**Things to do**:
(1) Decide whether each statement below agrees with the crude oil market summary, answering yes or no and quoting the deciding words from that summary: (a) Nigeria and Angola are meeting their current output targets. (b) US crude inventories rose to their highest level since July. (c) US crude production fell during the week.
(2) Carry on the crude oil market summary, beginning after its final line.

**Document**:
Crude front month has recouped most of the earlier losses after delay to the OPEC+ ministerial meeting amid disagreement on output assessment from African nations. Another US crude inventory stock build, also at Cushing weighed on the WTI-Brent spread.

    • Brent JAN 24 down -1% at 81.6$/bbl
    • WTI JAN 24 down -1.2% at 76.85$/bbl
    • WTI-Brent down -0.08$/bbl at -4.76$/bbl
  • Discontent within OPEC+ comes as Saudi shoulders much of the efforts to shore up global oil prices alone which seems to be driving the push to move the upcoming meeting from November 26 to November 30 as it aims to align the group.
  • Nigeria and Angola are fighting the adjustment of the OPEC crude output quotas that led to a delay of the OPEC+ meeting, despite not meeting current output targets according to OPEC secondary sources and market sources.
  • Crude inventories rose 8.7mbbls to the highest since July supported by a slight dip in exports and higher imports while production held up at record levels again.
  • EIA Weekly US Petroleum Summary - w/w change week ending Nov 17: Crude stocks +8,700 vs Exp +510, Cushing stocks +858, Total exports +58, Total imports +205
  • API weekly oil stock data from late yesterday according to Bloomberg: Crude +9.05mbbl, Cushing +0.64mbbl, Gasoline -1.79mbbl, Distillate -3.51mbbl.

**Data lines**:
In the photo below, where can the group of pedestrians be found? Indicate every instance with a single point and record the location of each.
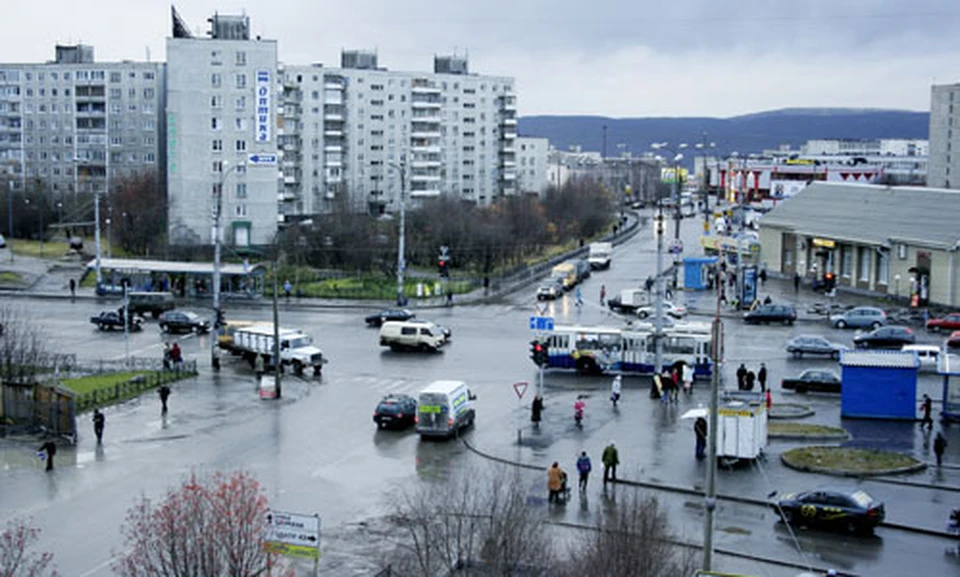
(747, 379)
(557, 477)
--
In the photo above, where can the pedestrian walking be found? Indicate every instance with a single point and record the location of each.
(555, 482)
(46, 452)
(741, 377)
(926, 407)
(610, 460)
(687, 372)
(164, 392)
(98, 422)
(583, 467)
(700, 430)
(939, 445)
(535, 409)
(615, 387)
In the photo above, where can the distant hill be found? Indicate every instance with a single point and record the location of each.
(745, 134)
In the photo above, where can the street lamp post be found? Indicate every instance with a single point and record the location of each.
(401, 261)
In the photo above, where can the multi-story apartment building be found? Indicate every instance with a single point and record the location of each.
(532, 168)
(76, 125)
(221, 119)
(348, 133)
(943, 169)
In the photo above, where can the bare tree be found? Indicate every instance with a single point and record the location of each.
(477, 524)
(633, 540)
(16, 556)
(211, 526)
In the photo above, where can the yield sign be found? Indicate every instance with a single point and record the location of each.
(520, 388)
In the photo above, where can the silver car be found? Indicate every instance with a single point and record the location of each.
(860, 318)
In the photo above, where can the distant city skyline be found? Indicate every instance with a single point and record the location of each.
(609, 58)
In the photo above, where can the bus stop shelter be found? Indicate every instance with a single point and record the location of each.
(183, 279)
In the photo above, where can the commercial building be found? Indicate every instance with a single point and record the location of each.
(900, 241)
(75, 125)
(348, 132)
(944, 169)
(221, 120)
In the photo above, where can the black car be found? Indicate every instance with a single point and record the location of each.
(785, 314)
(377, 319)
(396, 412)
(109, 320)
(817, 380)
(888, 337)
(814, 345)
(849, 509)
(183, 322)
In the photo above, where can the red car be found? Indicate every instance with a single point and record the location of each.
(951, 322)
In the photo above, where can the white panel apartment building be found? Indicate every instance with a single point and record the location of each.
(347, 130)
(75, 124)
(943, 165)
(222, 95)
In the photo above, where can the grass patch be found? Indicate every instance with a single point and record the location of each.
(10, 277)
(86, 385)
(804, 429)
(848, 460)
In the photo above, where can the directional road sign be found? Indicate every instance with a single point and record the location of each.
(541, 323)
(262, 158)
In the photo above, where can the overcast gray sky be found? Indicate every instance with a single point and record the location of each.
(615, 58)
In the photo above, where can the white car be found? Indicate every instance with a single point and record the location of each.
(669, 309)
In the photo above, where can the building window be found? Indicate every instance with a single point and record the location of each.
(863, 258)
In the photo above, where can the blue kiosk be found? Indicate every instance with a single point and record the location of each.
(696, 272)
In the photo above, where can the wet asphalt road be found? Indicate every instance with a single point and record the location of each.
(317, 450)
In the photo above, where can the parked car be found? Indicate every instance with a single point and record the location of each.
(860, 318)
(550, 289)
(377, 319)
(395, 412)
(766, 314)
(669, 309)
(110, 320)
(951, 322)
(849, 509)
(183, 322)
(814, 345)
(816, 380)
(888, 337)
==
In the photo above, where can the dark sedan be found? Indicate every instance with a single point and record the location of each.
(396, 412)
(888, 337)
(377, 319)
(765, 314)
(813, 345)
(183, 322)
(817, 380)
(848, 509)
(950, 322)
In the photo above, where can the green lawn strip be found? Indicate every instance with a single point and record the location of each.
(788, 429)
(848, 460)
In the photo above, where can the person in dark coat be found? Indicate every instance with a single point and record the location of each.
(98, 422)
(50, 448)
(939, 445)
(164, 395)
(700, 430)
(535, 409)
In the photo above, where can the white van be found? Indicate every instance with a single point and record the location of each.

**Expected responses**:
(1)
(a) No: "despite not meeting current output targets"
(b) Yes: "Crude inventories rose 8.7mbbls to the highest since July"
(c) No: "production held up at record levels again"

(2)
  • Crude stockpiles in ARA fell 4.2mn bbls or 8.1% on a weekly basis for the week ended November 17 to 47.5mn bbls according to Genscape.
  • The US oil rig count remained unchanged at 500 according to Baker Hughes.
  • Iraq's Prime Minister Mohammed Shia al-Sudani in a meeting with the Turkish energy minister expressed the government's readiness to find a solution to resume oil exports from Iraq’s northern fields to the Turkish port of Ceyhan according to a statement from the Iraqi PM's office.
  • Russian crude oil output remained almost stable in October with daily production at 1.318mn tons, according to people familiar with Energy Ministry data, continuing to exceed pledged output cuts.
  • Nigeria is reviving demands that shipping companies must pay outstanding tax bills by 31 December which previously resulted in tankers staying clear of Nigerian waters, lifting freight rates.